━━━━━ EXCERPT PROVIDED

|Title||Trajectory of Improvement in Myelopathic Symptoms From 3 to 12 Months Following Surgery for Degenerative Cervical Myelopathy.|
|Publication Type||Journal Article|
|Year of Publication||2020|
|Authors||Khan I, Archer KR, Wanner JPaul, Bydon M, Pennings JS, Sivaganesan A, Knightly JJ, Foley KT, Bisson EF, Shaffrey C, McGirt MJ, Asher AL, Devin CJ|
|Corporate Authors||QOD Vanguard Sites|
|Date Published||2020 06 01|
|Keywords||Adult, Aged, Cervical Vertebrae, Decompression, Surgical, Elective Surgical Procedures, Female, Follow-Up Studies, Humans, Male, Middle Aged, Prospective Studies, Registries, Retrospective Studies, Spinal Cord Compression, Spinal Cord Diseases, Time Factors, Treatment Outcome|
BACKGROUND: Degenerative cervical myelopathy (DCM) is a progressive disease resulting from cervical cord compression. The modified Japanese Orthopaedic Association (mJOA) is commonly used to grade myelopathic symptoms, but its persistent postoperative improvement has not been previously explored.
OBJECTIVE: To utilize the Quality Outcomes Database (QOD) to evaluate the trajectory of outcomes in those operatively treated for DCM.
METHODS: This study is a retrospective analysis of prospectively collected data. The QOD was queried for patients undergoing elective surgery for DCM. Patients were divided into mild (≥14), moderate (9-13), or severe (<9) categories for their baseline severity of myelopathic symptoms (mJOA scores). A parsimonious multivariable logistic regression model was fitted with 2 points improvement on mJOA from 3- to 12-mo follow-up as the outcome of interest.

━━━━━━━━━━

* TASK OBJECTIVE *
Please reproduce the passage of the myelopathy abstract above between "METHODS: This study" and "outcome of interest.", inclusive, without changing a word.

━━━━━ RECORDS PROVIDED

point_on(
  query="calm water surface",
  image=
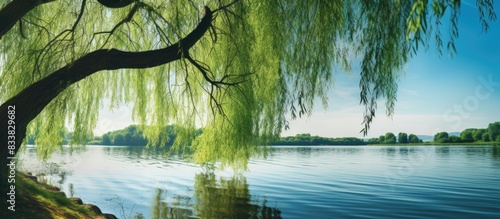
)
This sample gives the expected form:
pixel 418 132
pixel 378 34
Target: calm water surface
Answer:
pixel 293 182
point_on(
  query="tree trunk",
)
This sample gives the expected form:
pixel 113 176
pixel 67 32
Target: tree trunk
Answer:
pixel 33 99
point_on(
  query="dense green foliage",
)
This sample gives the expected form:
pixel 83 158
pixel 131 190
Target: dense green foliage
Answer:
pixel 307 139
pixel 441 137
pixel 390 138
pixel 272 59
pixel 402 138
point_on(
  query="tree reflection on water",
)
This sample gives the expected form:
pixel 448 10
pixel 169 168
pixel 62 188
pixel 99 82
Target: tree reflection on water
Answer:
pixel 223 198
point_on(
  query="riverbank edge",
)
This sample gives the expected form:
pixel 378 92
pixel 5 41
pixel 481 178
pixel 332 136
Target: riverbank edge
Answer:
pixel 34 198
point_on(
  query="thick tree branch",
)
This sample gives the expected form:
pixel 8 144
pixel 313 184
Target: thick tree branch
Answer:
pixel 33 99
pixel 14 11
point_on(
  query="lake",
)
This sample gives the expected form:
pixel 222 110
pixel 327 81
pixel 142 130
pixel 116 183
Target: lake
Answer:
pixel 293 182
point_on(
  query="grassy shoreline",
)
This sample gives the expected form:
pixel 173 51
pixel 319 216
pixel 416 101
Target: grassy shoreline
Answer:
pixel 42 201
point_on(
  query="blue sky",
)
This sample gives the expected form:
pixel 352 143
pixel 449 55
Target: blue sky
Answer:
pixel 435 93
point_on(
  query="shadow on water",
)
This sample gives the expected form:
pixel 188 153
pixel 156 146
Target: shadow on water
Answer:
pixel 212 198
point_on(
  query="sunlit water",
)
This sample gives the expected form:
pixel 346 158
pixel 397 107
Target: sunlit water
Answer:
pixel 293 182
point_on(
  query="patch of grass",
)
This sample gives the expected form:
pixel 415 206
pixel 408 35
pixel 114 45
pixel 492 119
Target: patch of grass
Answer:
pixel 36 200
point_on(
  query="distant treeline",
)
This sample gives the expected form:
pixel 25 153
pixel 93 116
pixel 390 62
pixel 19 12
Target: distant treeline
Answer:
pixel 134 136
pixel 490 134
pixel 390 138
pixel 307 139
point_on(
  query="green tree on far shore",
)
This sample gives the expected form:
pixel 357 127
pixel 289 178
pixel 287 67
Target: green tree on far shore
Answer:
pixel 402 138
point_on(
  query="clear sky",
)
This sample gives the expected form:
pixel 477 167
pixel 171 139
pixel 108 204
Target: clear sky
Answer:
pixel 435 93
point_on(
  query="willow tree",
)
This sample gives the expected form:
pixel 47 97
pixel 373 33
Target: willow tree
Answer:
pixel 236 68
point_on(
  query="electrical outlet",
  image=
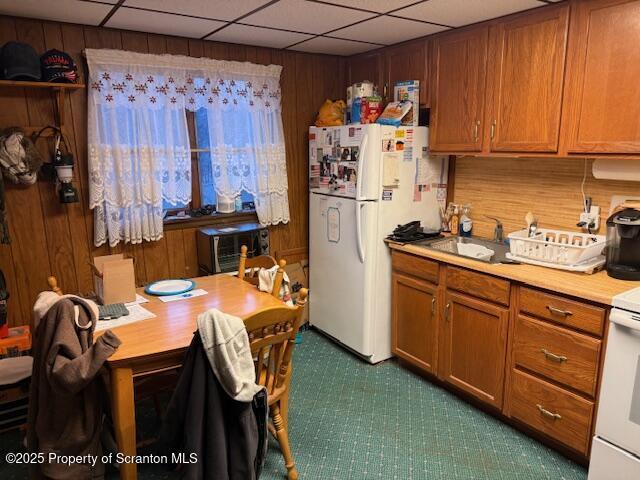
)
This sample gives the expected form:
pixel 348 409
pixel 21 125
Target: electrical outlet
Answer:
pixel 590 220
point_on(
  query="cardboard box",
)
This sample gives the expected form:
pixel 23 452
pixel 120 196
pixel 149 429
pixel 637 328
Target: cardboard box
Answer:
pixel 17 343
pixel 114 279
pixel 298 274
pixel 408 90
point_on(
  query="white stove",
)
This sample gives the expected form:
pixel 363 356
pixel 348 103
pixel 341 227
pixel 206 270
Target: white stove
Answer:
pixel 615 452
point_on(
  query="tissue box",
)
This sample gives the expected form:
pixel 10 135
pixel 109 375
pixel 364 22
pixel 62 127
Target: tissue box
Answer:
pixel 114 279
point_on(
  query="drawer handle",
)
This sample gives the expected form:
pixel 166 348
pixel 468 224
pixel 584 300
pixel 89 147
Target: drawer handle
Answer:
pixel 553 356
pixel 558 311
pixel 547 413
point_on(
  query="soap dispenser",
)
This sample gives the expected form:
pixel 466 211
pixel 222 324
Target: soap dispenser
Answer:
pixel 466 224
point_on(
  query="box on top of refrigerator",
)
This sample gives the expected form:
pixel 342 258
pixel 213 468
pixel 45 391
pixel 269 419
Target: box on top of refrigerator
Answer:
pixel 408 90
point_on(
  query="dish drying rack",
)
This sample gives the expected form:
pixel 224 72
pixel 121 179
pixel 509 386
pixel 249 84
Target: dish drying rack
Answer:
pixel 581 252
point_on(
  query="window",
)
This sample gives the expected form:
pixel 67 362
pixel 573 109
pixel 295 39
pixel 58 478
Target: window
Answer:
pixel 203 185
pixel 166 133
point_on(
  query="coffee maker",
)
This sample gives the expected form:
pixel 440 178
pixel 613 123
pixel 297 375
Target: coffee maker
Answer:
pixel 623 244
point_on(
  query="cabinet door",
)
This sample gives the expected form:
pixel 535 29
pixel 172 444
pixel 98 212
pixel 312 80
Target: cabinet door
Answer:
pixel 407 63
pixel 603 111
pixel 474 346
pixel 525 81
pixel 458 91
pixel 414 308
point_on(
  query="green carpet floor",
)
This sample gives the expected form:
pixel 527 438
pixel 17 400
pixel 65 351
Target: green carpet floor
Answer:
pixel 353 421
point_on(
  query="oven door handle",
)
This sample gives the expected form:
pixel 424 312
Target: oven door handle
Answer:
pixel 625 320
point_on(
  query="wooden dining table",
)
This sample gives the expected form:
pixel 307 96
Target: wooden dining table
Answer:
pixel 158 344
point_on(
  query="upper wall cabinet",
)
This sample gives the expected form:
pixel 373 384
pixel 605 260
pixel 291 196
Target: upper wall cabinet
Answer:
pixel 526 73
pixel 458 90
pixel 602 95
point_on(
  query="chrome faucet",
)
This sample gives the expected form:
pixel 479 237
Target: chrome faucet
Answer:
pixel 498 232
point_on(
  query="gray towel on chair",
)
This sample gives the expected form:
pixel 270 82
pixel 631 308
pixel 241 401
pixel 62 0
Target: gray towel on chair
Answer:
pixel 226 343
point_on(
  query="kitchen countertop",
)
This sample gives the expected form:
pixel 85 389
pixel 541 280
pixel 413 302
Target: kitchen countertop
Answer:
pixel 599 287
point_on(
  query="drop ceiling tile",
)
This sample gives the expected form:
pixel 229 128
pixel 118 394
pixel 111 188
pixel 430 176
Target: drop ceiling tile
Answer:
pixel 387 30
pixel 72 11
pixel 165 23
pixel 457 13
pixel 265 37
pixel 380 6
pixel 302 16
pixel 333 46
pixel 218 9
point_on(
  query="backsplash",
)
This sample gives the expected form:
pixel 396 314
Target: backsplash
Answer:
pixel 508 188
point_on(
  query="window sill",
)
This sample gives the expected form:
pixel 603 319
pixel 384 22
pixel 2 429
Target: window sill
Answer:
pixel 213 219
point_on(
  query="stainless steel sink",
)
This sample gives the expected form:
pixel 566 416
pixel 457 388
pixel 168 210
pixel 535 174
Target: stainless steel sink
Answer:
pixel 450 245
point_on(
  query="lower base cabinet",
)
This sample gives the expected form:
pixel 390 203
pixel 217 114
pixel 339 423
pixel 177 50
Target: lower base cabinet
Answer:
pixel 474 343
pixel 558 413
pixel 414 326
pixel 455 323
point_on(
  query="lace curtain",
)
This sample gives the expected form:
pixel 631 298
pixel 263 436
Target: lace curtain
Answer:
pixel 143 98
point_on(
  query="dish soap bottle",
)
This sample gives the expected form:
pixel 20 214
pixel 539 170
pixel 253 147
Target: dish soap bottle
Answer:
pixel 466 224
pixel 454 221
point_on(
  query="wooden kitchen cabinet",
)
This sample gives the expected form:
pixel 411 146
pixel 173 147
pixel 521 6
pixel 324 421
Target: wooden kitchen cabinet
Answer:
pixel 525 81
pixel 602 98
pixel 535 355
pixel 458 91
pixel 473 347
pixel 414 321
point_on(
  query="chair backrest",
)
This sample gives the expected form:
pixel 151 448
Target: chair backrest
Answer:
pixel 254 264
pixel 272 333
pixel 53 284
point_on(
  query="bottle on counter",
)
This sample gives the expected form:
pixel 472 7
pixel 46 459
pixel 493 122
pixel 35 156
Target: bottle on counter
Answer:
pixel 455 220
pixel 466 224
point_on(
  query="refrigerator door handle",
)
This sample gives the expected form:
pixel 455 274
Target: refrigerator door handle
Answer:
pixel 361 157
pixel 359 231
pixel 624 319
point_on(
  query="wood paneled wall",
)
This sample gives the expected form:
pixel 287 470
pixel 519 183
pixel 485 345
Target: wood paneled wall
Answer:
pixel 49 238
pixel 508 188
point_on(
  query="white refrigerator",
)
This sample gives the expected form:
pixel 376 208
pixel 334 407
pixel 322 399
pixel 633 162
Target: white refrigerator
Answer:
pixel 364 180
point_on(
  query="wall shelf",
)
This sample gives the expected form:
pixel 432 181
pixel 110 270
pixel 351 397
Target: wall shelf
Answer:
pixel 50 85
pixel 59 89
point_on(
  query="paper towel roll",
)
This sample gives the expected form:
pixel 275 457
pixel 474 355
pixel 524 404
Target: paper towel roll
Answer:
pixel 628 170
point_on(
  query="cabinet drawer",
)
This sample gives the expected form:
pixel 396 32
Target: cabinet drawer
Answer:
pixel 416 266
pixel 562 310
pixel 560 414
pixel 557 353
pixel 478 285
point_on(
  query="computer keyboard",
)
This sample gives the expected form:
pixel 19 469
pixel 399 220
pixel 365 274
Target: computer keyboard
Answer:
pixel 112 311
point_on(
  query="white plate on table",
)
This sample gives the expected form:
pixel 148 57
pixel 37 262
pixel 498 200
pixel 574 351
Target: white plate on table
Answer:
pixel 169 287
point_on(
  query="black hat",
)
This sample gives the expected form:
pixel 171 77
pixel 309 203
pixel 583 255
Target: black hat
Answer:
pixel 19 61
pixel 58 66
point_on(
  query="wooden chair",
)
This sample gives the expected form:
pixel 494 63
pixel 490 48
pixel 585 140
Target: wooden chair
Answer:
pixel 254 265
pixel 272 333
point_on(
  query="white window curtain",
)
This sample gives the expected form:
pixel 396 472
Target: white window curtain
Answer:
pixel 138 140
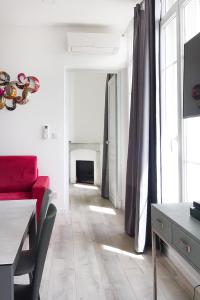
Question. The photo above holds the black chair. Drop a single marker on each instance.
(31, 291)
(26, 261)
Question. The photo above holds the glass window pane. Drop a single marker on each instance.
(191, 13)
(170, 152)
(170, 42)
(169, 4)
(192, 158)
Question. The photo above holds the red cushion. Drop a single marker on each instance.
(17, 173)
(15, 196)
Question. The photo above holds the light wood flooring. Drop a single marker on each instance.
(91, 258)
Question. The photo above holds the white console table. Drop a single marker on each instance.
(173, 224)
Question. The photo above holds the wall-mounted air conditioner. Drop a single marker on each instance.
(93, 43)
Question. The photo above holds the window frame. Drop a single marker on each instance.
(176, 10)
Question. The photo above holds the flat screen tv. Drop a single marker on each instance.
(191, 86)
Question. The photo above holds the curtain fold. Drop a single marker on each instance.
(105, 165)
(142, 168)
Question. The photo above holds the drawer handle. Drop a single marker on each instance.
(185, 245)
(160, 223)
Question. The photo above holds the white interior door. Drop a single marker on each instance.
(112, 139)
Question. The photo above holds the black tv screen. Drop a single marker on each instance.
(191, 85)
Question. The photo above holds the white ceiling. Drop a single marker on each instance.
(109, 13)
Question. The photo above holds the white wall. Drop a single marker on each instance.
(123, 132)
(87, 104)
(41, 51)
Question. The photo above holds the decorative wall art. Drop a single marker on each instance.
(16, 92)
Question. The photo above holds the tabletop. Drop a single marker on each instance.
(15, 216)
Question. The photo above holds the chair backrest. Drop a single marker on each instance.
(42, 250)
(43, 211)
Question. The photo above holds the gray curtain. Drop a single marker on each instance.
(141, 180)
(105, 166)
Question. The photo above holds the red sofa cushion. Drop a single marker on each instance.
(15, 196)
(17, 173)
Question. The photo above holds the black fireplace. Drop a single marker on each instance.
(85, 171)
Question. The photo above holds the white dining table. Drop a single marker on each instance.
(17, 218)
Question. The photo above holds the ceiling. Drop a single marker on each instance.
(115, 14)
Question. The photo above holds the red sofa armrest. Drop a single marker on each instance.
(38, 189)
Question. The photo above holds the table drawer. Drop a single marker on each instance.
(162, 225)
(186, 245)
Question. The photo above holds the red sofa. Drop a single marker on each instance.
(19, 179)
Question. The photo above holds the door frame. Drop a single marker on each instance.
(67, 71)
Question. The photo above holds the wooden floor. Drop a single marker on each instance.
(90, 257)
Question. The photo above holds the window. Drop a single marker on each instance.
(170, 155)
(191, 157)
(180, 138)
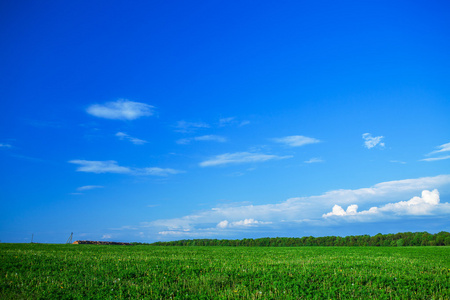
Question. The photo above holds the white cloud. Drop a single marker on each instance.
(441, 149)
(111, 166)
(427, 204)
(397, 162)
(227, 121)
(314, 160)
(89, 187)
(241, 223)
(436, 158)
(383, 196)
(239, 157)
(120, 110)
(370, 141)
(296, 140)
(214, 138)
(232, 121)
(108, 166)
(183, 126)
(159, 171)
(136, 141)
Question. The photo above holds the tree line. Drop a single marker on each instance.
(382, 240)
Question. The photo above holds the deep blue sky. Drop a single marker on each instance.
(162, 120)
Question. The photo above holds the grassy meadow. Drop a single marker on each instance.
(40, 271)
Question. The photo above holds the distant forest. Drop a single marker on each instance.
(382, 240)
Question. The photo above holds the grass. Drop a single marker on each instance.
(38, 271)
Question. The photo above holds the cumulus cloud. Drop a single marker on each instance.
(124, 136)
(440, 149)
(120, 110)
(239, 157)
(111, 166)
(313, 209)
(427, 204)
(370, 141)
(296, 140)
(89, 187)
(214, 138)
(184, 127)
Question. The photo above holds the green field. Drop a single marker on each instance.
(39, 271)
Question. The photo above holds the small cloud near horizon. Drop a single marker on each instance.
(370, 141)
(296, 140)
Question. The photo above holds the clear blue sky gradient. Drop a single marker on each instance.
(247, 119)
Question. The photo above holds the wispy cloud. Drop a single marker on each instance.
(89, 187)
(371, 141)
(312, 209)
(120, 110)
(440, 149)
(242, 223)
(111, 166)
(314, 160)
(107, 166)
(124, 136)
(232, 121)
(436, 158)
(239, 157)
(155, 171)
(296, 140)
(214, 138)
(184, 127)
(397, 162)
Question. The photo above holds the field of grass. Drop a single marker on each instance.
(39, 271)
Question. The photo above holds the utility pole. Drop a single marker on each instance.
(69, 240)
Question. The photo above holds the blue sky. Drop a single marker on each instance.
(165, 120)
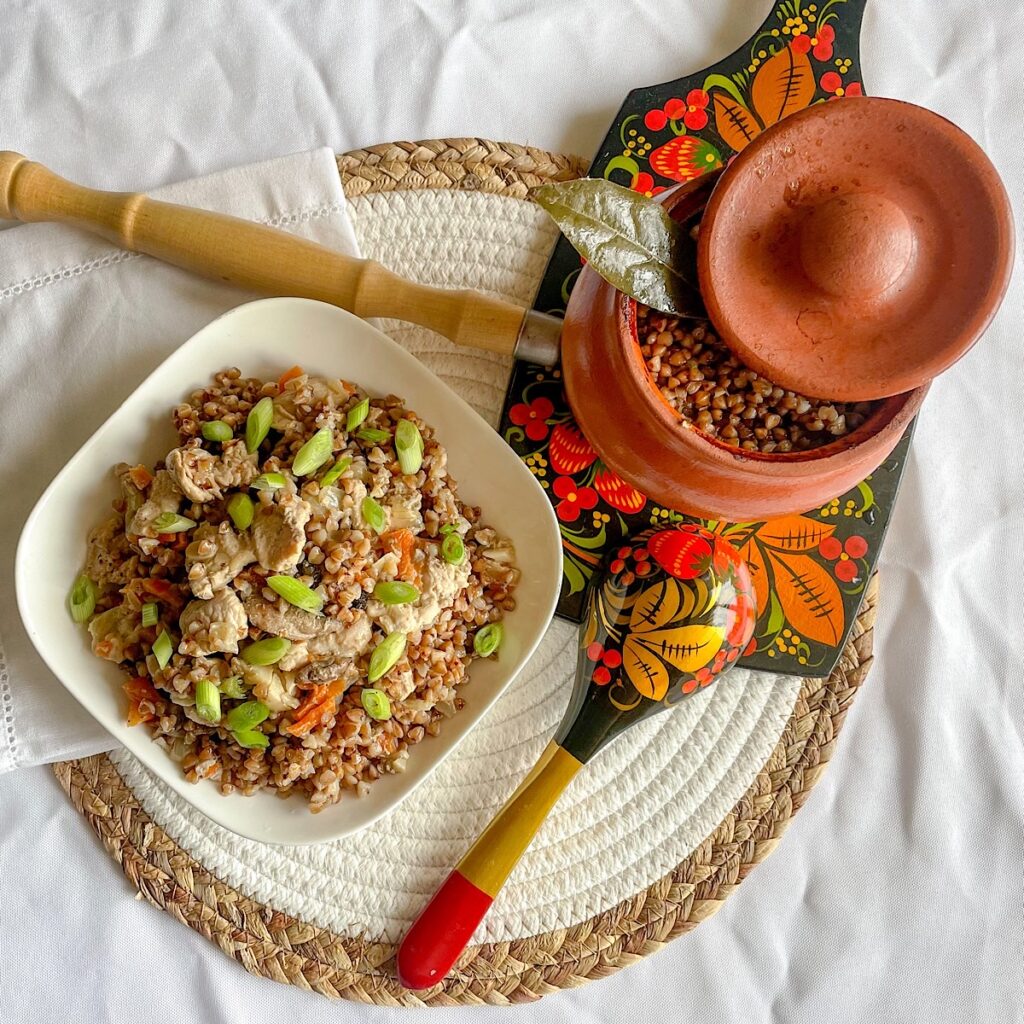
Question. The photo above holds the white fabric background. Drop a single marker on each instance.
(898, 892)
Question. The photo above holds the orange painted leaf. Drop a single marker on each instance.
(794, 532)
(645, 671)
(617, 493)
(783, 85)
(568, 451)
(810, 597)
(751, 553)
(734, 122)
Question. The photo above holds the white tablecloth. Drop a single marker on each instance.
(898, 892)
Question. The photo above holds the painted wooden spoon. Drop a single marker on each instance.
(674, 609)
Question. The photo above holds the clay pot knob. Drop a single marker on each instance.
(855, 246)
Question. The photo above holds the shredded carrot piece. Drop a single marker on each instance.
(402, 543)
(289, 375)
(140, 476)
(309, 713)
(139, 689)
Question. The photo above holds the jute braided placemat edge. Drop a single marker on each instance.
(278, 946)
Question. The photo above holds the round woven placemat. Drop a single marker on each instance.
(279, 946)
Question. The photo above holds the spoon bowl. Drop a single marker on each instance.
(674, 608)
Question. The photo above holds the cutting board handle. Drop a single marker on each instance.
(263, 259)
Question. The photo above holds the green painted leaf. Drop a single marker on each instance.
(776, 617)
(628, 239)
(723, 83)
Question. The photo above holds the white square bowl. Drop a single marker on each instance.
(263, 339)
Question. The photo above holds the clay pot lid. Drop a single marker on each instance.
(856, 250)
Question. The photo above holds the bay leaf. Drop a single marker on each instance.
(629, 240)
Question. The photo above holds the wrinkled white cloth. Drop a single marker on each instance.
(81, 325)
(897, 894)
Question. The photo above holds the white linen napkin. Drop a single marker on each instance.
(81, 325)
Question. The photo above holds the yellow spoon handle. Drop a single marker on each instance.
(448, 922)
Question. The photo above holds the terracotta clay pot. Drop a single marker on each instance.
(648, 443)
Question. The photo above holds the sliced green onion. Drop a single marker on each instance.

━━━━━━━━━━

* FINISHED EXERCISE *
METHODS: This study is a retrospective analysis of prospectively collected data. The QOD was queried for patients undergoing elective surgery for DCM. Patients were divided into mild (≥14), moderate (9-13), or severe (<9) categories for their baseline severity of myelopathic symptoms (mJOA scores). A parsimonious multivariable logistic regression model was fitted with 2 points improvement on mJOA from 3- to 12-mo follow-up as the outcome of interest.